(TRECHO FORNECIDO):
Além da obrigação de inscrição de feições internas dos territórios quilombolas no CAR, que já viola e restringe a gestão dos territórios, outras violações são observadas.

Um exemplo é o cálculo da área de preservação permanente para fins de instituição de reserva legal. A nota técnica aponta que os órgãos de estado não dialogam de forma correta com as comunidades quilombolas, indicando a possibilidade de somar as Áreas de Preservação Permanente (APPs) para que se registre área de reserva legal.


O que é o Cadastro Ambiental Rural?

Em todo o país, aqueles que possuem um imóvel em área rural - seja de área privada ou território de povos tradicionais - precisam ter o CAR. Por meio dele, as organizações que trabalham com o meio ambiente podem monitorar e planejar o manejo dessas áreas rurais.

(LINHAS FORNECIDAS):
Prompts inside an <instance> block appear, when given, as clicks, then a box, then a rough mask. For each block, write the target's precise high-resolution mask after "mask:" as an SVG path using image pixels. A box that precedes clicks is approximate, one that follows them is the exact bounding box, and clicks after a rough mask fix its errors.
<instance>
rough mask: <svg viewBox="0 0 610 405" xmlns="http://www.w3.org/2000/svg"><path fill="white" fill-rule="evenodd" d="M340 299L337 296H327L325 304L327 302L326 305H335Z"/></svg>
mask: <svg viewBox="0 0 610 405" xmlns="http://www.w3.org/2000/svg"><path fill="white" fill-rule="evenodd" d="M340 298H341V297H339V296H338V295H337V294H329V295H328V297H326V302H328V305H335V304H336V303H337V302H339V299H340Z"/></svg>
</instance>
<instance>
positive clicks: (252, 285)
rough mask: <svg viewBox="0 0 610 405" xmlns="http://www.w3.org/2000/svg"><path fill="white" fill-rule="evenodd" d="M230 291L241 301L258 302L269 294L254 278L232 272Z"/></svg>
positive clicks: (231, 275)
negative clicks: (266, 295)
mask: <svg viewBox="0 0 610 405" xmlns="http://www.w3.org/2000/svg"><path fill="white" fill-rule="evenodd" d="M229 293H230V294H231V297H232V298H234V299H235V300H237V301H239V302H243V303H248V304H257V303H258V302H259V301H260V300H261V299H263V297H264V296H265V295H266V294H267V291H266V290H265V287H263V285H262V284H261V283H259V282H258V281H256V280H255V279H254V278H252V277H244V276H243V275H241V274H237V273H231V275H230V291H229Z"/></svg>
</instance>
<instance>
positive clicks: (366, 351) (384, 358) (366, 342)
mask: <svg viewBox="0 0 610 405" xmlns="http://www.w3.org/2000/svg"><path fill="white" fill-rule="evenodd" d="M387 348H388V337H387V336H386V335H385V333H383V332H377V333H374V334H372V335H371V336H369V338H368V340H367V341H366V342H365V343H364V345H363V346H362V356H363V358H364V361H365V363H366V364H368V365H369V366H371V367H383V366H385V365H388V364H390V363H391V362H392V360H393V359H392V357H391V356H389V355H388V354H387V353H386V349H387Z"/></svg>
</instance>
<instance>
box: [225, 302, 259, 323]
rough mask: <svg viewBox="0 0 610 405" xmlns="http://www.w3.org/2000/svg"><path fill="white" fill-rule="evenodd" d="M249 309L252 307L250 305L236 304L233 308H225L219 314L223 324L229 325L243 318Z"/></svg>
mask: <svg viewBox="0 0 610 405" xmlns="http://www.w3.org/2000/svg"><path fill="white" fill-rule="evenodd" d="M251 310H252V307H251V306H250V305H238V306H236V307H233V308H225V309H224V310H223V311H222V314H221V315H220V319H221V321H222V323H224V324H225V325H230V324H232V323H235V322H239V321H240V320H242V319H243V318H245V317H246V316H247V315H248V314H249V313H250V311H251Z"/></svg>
* * *
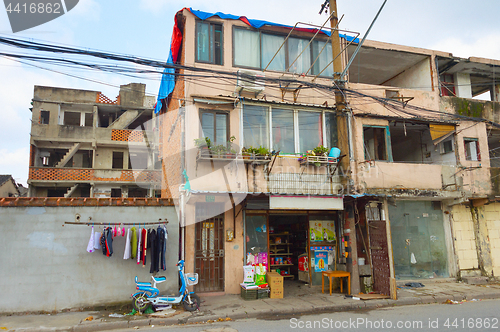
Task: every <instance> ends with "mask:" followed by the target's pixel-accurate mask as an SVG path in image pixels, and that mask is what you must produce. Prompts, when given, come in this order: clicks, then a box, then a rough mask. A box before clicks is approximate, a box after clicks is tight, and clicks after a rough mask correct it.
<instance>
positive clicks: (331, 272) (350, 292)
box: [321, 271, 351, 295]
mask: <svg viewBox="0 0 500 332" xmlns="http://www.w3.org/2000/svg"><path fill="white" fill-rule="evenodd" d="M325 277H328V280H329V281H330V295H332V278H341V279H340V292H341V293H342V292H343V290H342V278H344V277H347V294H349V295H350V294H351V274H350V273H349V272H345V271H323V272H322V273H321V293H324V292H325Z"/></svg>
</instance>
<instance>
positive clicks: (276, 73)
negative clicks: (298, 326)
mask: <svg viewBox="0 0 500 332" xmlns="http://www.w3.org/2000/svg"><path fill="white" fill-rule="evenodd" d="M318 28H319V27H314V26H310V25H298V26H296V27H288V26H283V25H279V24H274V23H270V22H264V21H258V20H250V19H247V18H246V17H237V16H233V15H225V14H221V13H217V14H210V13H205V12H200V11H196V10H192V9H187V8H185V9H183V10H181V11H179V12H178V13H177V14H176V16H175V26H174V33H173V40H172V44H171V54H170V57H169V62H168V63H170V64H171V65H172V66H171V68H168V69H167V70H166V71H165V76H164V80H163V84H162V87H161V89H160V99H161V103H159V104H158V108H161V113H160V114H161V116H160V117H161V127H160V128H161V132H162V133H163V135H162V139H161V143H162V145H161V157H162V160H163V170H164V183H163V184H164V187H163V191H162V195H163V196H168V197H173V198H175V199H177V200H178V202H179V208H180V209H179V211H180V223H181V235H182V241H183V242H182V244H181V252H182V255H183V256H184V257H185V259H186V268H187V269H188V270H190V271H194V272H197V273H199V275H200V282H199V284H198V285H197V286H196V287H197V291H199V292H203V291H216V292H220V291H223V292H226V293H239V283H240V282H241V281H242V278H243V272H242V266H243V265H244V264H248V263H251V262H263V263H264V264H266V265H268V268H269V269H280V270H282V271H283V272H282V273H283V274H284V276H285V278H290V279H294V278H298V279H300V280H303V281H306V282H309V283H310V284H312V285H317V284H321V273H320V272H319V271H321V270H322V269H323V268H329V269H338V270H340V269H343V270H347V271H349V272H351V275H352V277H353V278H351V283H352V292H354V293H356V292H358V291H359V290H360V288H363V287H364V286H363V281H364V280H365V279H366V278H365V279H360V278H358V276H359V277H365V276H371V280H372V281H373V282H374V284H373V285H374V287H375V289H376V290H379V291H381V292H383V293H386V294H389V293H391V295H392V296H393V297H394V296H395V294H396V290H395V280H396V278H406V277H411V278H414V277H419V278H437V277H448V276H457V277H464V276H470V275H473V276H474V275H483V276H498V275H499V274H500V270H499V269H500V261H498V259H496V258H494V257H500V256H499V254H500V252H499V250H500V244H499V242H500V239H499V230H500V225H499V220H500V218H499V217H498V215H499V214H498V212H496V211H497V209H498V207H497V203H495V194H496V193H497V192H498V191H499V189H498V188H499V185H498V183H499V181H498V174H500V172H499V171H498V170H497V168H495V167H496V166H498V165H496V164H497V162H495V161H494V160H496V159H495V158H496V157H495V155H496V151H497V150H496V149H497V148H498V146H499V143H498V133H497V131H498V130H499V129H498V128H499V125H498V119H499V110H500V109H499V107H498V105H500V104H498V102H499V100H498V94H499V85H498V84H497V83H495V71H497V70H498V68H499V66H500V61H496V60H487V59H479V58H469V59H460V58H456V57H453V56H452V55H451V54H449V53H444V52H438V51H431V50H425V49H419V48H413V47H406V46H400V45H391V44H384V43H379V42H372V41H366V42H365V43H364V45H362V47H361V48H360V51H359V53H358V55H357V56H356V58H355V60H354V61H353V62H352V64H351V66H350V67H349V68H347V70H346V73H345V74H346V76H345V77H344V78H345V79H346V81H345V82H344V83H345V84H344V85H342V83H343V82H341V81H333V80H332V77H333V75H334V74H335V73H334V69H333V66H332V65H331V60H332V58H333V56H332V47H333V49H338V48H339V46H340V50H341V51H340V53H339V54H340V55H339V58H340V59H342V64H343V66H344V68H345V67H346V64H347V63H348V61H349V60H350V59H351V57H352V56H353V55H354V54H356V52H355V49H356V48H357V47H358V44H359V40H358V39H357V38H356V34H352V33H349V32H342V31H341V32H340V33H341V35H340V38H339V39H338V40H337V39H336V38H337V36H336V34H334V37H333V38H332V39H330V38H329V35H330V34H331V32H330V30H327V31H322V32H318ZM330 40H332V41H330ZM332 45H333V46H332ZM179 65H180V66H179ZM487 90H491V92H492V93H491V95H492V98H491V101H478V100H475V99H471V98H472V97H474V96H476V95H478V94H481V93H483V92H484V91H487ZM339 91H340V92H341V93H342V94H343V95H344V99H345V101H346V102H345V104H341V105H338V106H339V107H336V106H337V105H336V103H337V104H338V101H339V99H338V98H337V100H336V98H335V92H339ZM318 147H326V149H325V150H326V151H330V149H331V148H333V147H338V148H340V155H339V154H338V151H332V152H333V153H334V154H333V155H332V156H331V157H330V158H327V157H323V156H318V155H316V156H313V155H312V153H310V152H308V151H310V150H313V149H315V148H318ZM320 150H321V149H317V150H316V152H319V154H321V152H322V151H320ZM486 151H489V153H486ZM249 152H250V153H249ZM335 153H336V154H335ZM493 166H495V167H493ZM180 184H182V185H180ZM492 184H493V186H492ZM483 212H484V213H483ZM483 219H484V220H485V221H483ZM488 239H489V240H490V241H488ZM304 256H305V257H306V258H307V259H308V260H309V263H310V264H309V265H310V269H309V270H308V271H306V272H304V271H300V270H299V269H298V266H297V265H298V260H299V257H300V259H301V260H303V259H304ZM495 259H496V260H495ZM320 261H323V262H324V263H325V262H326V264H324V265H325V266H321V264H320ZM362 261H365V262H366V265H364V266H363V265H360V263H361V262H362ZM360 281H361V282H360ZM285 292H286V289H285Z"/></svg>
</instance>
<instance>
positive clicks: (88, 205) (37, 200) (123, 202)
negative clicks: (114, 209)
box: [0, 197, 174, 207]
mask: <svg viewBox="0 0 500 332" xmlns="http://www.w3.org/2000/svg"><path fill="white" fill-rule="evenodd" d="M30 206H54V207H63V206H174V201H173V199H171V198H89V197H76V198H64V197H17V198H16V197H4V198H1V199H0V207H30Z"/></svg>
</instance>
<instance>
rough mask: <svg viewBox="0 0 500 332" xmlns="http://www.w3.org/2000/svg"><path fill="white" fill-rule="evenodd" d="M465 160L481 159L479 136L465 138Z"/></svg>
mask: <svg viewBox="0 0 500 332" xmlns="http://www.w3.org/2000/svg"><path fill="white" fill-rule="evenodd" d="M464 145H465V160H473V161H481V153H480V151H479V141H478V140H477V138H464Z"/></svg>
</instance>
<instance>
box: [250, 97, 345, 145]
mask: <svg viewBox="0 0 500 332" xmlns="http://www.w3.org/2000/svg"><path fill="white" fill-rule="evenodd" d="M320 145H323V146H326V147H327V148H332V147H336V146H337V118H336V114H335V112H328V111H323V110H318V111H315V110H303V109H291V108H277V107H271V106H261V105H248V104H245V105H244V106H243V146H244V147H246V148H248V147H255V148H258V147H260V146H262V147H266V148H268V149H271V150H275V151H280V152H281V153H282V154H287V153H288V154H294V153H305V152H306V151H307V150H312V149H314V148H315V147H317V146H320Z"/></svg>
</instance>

(TAREFA ATRIBUÍDA): Por favor, reproduza na íntegra e sem alterações o trecho sobre o Cadastro Ambiental Rural que aparece acima.

(SUA RESPOSTA):
Além da obrigação de inscrição de feições internas dos territórios quilombolas no CAR, que já viola e restringe a gestão dos territórios, outras violações são observadas.

Um exemplo é o cálculo da área de preservação permanente para fins de instituição de reserva legal. A nota técnica aponta que os órgãos de estado não dialogam de forma correta com as comunidades quilombolas, indicando a possibilidade de somar as Áreas de Preservação Permanente (APPs) para que se registre área de reserva legal.


O que é o Cadastro Ambiental Rural?

Em todo o país, aqueles que possuem um imóvel em área rural - seja de área privada ou território de povos tradicionais - precisam ter o CAR. Por meio dele, as organizações que trabalham com o meio ambiente podem monitorar e planejar o manejo dessas áreas rurais.